_Given task_
Copy exactly, and only, the lines from the line containing "AR gaming overlay — tag every potted" through the last line of the records below, both included.
— START —
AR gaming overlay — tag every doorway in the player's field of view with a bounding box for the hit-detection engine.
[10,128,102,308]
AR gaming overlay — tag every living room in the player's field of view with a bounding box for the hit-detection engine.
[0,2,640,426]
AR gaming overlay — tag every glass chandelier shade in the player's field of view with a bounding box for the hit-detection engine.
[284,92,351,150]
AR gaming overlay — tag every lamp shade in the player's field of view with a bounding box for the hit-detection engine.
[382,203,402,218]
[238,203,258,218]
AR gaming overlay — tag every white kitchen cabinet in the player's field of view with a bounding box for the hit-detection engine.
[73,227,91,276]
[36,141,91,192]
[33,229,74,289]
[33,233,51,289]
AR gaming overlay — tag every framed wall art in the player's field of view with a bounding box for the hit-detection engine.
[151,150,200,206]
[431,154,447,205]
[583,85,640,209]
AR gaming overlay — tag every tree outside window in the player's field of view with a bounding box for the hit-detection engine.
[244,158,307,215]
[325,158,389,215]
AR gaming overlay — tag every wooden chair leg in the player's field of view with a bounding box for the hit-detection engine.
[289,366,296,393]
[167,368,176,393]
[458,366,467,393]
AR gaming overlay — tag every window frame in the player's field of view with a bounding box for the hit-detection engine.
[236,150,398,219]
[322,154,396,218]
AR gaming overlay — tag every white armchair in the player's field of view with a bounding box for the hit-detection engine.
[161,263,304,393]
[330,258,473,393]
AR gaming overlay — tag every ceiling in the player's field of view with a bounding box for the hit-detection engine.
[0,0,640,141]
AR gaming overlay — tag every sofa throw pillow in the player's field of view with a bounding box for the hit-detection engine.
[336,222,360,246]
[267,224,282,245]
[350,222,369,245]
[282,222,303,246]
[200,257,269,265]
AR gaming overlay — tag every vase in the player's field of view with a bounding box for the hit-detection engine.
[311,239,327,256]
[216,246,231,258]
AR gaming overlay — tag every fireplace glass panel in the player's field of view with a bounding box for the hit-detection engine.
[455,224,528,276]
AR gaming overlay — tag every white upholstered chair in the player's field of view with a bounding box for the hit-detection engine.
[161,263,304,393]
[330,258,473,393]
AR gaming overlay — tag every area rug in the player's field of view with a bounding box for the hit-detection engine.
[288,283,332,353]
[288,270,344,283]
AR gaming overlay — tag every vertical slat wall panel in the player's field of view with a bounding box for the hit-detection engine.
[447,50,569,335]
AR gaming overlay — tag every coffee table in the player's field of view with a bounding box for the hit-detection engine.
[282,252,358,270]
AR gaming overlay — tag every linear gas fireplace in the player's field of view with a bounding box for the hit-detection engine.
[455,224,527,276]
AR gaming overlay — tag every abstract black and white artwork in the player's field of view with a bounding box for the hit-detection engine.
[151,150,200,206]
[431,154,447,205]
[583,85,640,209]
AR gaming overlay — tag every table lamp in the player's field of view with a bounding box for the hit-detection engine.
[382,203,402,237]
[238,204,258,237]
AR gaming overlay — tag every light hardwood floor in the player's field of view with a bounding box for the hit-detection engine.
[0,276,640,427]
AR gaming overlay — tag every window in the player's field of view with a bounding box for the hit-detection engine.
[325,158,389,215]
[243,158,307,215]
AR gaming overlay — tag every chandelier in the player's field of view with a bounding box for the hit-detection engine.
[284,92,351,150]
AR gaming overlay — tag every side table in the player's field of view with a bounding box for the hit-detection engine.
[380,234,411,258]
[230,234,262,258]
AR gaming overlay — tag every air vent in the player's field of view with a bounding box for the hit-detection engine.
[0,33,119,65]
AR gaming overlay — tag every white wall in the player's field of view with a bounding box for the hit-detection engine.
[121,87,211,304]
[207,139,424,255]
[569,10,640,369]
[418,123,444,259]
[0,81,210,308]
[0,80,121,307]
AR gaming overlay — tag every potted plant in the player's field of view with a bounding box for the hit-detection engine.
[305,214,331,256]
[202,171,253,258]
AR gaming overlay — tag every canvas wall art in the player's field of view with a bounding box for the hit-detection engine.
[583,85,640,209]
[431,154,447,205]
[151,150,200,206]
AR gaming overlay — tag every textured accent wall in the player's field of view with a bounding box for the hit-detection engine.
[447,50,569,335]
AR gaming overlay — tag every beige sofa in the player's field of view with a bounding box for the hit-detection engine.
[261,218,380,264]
— END —
_Expected answer_
AR gaming overlay — tag every potted plant in the player's field of view with a bounding box for the hit-detection engine.
[305,214,331,256]
[202,171,253,258]
AR gaming overlay — tag every canvas wall art in the player's field of view with a bounding box for the hit-detection engine.
[583,85,640,209]
[431,154,447,205]
[151,150,200,206]
AR gaming overlay — tag every textured accent wall in the player's field of view with a bounding box for the hit-detection engine.
[447,50,569,335]
AR gaming overlay — tag every beige sofa in the player's field of view with a bounding box for the hit-detection engine.
[261,218,380,264]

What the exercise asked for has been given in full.